Bunun yanında şimdi ortaya Türk Milleti yerine Türkiye Milleti diye uydurma bir tanım çıkartılmıştır. Çünkü anayasanın 66. Maddesindeki Türklük tanımının değiştirilmesi gerektiği için ve ‘Türk-Arap-Kürt Milleti’ demek yerine Türkiye Milleti tanımına sarılmak istenmektedir. Türkiye’nin anlamı Türklerin yaşadığı ülke demektir. Eşsiz liderimiz Atatürk; Türkiye Cumhuriyeti’ni kuran Türkiye halkına, Türk Milleti denir diyerek olayı özetlemiştir ancak halen bunu kavrayamayan sığ beyinler ırkçılık üzerinde durmaktadır.

[İşaretleme veri kümesinden alıntılar]
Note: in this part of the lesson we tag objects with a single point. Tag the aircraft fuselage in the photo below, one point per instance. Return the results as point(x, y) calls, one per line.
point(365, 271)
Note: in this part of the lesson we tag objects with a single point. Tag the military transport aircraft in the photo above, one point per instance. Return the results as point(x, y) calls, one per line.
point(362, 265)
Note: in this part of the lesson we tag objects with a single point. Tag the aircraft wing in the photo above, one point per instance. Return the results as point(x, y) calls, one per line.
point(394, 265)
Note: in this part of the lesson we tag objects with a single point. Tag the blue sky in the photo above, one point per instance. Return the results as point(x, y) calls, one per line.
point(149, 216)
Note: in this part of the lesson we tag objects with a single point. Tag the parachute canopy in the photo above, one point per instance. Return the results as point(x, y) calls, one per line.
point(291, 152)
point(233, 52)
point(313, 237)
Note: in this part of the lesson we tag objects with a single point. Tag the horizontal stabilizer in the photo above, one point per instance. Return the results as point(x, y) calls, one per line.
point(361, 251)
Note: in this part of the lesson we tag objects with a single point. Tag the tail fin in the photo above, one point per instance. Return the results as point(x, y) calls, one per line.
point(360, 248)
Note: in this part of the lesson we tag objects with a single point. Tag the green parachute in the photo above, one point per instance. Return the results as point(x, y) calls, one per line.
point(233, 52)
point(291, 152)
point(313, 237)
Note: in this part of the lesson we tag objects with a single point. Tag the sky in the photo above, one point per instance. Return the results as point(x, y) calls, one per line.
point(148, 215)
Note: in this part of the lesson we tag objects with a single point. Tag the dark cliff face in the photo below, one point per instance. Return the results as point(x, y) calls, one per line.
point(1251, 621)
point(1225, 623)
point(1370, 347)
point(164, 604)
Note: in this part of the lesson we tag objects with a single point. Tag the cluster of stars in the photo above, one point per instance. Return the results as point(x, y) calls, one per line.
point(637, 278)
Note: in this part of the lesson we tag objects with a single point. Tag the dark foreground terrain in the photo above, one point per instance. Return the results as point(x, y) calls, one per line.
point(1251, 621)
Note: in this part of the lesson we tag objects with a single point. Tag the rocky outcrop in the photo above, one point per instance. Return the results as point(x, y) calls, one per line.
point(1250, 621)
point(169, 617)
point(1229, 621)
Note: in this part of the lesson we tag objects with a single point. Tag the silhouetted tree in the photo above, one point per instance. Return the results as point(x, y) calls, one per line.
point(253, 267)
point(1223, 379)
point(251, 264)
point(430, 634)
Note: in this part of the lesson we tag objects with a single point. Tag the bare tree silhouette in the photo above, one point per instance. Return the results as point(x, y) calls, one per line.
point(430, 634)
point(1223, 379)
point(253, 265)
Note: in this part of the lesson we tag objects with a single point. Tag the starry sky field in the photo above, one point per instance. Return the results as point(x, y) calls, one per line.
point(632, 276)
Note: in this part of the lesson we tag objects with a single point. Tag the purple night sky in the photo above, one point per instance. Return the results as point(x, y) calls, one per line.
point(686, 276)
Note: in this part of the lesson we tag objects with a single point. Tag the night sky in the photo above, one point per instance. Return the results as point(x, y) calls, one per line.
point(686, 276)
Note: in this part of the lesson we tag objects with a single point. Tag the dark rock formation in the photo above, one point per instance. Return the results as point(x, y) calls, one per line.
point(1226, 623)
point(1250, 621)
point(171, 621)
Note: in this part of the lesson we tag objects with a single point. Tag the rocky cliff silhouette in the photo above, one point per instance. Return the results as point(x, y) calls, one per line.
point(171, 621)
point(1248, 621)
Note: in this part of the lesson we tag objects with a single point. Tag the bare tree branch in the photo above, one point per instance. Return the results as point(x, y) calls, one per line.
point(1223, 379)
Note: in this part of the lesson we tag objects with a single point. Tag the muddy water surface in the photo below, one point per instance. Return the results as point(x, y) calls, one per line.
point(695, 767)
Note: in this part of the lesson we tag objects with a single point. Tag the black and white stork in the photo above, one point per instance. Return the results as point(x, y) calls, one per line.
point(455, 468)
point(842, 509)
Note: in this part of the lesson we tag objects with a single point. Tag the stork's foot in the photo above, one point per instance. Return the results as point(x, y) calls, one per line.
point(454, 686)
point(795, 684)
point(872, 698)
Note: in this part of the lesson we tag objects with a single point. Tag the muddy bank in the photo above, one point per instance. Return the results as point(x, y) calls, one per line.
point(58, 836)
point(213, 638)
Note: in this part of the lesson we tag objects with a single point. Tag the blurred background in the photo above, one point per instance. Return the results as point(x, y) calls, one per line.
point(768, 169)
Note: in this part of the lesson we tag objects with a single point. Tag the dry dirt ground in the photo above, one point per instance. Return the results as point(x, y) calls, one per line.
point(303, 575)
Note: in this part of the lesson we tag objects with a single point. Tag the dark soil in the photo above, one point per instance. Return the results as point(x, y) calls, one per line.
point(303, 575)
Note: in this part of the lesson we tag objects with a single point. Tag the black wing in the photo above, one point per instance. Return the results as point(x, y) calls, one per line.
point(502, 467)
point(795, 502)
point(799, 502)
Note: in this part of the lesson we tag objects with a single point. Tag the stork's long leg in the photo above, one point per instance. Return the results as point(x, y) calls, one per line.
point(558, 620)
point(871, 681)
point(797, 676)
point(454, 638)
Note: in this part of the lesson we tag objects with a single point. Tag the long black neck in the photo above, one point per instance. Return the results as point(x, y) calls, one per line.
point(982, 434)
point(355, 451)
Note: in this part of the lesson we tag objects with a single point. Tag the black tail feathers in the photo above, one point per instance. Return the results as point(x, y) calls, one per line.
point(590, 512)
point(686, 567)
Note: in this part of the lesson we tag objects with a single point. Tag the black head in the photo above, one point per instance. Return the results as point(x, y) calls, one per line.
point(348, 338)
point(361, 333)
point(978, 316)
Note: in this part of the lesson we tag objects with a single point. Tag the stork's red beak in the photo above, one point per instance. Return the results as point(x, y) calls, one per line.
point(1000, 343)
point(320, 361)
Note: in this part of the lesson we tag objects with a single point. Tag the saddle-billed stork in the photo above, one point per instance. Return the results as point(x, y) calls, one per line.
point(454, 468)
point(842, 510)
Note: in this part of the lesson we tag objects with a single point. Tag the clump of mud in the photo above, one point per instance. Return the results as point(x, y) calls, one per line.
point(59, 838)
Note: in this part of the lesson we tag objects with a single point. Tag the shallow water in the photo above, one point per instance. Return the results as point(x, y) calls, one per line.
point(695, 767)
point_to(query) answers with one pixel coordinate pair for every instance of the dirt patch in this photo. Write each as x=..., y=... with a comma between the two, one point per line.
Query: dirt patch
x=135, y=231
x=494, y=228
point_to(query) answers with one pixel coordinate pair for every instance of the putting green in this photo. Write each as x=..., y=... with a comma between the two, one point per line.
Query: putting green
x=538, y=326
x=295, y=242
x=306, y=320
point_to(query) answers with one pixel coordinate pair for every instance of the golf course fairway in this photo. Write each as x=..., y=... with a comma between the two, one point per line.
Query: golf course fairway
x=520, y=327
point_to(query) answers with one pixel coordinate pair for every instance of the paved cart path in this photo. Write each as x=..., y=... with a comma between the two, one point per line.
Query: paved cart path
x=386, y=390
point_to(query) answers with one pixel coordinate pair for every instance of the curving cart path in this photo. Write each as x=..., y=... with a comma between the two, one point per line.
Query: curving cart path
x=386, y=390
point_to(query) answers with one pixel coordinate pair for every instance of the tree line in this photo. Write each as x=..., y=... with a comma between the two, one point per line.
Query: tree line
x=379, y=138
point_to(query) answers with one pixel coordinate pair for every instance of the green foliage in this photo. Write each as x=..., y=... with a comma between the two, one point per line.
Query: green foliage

- **Görev tanımı**: Türk Milleti tanımını tartışan metni, son cümlesinin ardından sürdürün.

- **Görev çıktısı**:
Fransa’da sol ittifakın başkanı Jean-Luc Mélenchon; Fransız olmak ne bir din, ne bir dil, ne de bir ten rengidir. Fransız olmak dokunulmaz bir siyasi sözleşmedir. Bu bizi ufuk çizgisi sürekli genişleyen, bitimsiz bir halk yapar demektedir. Ancak bizdeki moda ise siyasal İslamcısı, bölücüsü, mezhepçisi, liberali, solcusu, ikinci cumhuriyetçisi, sözde milliyetçisi hep birlikte Türk kimliğini parça parça etmek için var güçleriyle çalışarak, Türkiyeli kavramına sarılmaktadır.

Önce devletin yönetim sistemi, 16 Nisan 2017 tarihinde yapılan halk oylamasında ‘mühürsüz oylarla’ değiştirildi. Şimdi de devletin niteliği ‘Terörsüz Türkiye’ masalıyla kurulacak komisyon aracılığıyla cebren ve hile ile değiştirilmek isteniyor. ‘Terörsüz Türkiye’, Büyük Ortadoğu Projesi sürecinin güncellenmiş şeklidir.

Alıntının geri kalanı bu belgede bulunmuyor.